▸ Set problem 1:
According to the article on the Game of Thrones documentary below, who directed The Last Watch?

▸ Source text:

“Have we got a fake head hanging around? Yep, any severed head will do.”
It’s the little moments and the asides that matter in Game of Thrones: The Last Watch. The official behind-the-scenes documentary about the final season was aired on HBO on Sunday and on Hotstar in India on Monday. HBO has given itself the farewell gift denied by irascible fans of the adaptation of the fantasy series based on George RR Martin’s A Song of Ice and Fire novels. The eighth season proved hugely divisive among critics and devotees, but there are no signs of the troubles and tensions in The Last Watch. (And no misplaced coffee cups or plastic bottles either.)
Farewells are bid, tears are shed, and “Best thing I’ve ever done” statements are made across the 148-minute documentary, which has been directed by Jeanie Finlay and produced for HBO by the show’s creators and long-time writers, DB Weiss and David Benioff, and producer Bernadette Caulfield.
The documentary was made during the filming of the concluding season at Titanic Studios in Belfast and other locations in Northern Ireland, Croatia, Iceland and Spain. Sets for key locations – the Winterfall castle, the capital King’s Landing – were created at Belfast and merged seamlessly with the locations through visual effects. The season is very big, it is written very big, it’s made on the scale of a movie, but on a TV schedule and deadline, Caulfield says.
A technician sums it up: The series had to finish because it could not get any bigger.
Among the fan-friendly moments is the script reading session that is attended by Weiss and Benioff and the main members of the cast. Kit Harington, who plays Jon Snow, tears up as he realises that he will kill Daenerys Targaryen (Emilia Clarke) in the final episode. A glimpse from the script reading session for the first season, which was attended by Sean Bean in the role of Ned Stark, is a reminder of how far the show has travelled.

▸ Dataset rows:
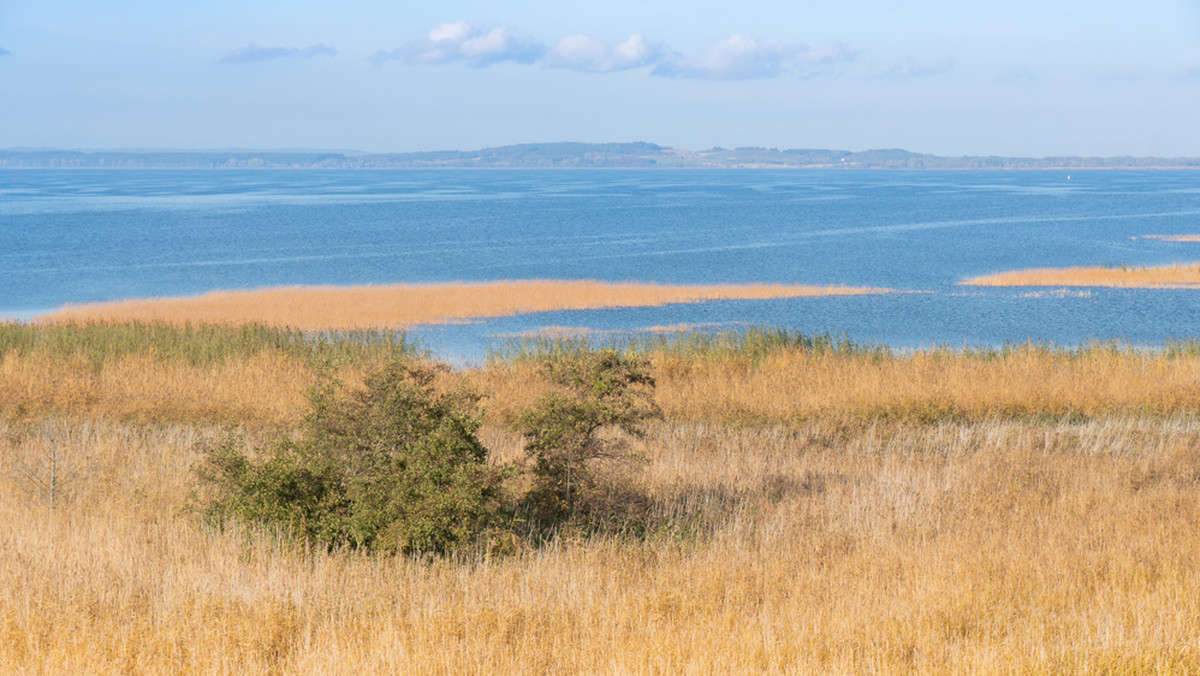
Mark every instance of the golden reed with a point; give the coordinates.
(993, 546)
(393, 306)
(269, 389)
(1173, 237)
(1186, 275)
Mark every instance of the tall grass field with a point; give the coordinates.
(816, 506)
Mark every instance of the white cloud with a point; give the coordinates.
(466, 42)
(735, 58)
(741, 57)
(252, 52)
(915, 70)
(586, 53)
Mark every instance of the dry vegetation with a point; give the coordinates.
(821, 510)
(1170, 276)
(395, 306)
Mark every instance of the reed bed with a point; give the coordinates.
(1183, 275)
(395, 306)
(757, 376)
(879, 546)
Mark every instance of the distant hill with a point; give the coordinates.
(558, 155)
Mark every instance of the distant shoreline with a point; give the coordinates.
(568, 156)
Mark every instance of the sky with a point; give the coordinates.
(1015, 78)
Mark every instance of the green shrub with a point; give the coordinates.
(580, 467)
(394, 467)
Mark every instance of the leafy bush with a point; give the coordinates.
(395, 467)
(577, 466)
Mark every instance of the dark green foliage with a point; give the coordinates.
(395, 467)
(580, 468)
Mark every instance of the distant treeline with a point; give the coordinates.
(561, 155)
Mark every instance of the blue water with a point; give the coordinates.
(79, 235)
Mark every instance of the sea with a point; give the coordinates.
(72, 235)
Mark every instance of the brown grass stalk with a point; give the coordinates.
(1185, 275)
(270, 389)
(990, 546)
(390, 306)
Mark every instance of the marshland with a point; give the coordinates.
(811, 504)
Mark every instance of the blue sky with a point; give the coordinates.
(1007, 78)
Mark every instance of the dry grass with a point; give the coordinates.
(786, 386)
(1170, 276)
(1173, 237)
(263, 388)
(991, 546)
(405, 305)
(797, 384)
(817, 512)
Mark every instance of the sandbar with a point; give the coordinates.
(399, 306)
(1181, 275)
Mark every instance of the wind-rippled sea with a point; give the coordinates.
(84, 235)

▸ Set problem 2:
Copy the listing above word for word, starting at the line that contains "Mark every instance of the sandbar" and ending with the final line of the listing.

▸ Task response 1:
Jeanie Finlay

▸ Task response 2:
Mark every instance of the sandbar with a point; give the coordinates.
(399, 306)
(1181, 275)
Mark every instance of the wind-rippled sea with a point; give the coordinates.
(84, 235)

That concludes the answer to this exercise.